Pinkushion: Comment as-tu fait pour maintenir une certaine cohésion entre les chansons de Sha Sha?
Ben: J’écris des chansons en fonction de l’humeur du moment et je les assemble toutes. Avant d’enregistrer une chanson, je sais exactement quel son je veux obtenir, comment je vais la chanter. Sur celle-là, il y aura des cordes, sur l’autre une distorsion. Je m’applique à avoir tout prêt avant d’enregistrer. C’est pour cette raison que je m’entoure de bons ingénieurs pour avoir le meilleur son, comme l’a fait Stephen Harris pour Sha Sha.
Pour mon prochain album, je vais travailler avec Ethan Johns qui est le fils de Glyn Johns (Let it be, Led Zeppelin, Rolling Stones, Kinks…). Son fils est un bon producteur, un bon ingénieur du son, il a produit aussi Kings of Leon, un de mes groupes favoris, et d’autres comme les Jayhawks, Ryan Adams.
Pinkushion: Tu n’as que vingt deux ans et déjà tu as un passé musical salué par la presse en général. N’as-tu pas peur d’être vu comme quelqu’un de prétentieux?

DONNÉES FOURNIES:
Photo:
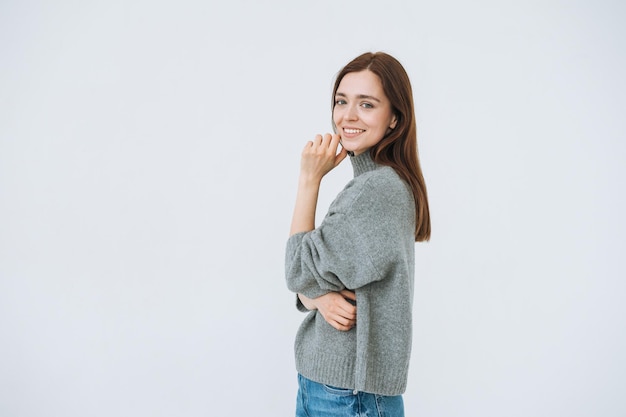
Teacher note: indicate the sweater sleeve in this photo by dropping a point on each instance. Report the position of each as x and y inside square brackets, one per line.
[356, 244]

EXERCICES:
1) Dans l'entretien avec Ben, quel producteur est annoncé pour son prochain album ?
2) Dans l'entretien avec Ben, substituez « Glyn Johns » à « Stephen Harris » et recopiez le passage entre « Ben: J’écris des » et « pour Sha Sha. » inclus.
3) Prolongez l'entretien avec Ben au-delà de sa dernière phrase.
Ces données forment un ensemble indépendant de l'extrait.

CORRIGÉS:
1) Ethan Johns, le fils de Glyn Johns.

2)
Ben: J’écris des chansons en fonction de l’humeur du moment et je les assemble toutes. Avant d’enregistrer une chanson, je sais exactement quel son je veux obtenir, comment je vais la chanter. Sur celle-là, il y aura des cordes, sur l’autre une distorsion. Je m’applique à avoir tout prêt avant d’enregistrer. C’est pour cette raison que je m’entoure de bons ingénieurs pour avoir le meilleur son, comme l’a fait Glyn Johns pour Sha Sha.

3)
Ben: Lorsque j’avais seize ans, j’avais peur d’être perçu comme prétentieux, et puis en vieillissant j’ai réalisé que je devais être moi-même. J’ai une vie simple, je suis aussi un grand fan de musique, donc les critiques m’affectent peu car je ne pense pas avoir changé de comportement depuis mes débuts. Ça m’a inquiété lorsque j’étais plus jeune et puis vingt deux ans est le bon âge pour le rock’n roll!
Quand les Beatles sont venus aux Etats Unis, George Harrison n’avait que dix-neuf ans.
Pinkushion: Est-ce que tes influences ressortent au moment d’enregistrer?
Ben: Tout à fait. En studio, des fois je me dis je veux le son de piano qu’avait David Bowie sur Honky Dory; de cette façon le producteur comprends ce que j’ai dans la tête. Car si je dis je veux sonner clair et vif, le producteur va te regarder sans comprendre, donc tu dois parler avec des références. Tant que les textes, et tes intentions sont originales, c’est ok car tu sais, tous les disques des sixties sonnent de la même façon, ce sont les chansons chantées différemment qui font la différence.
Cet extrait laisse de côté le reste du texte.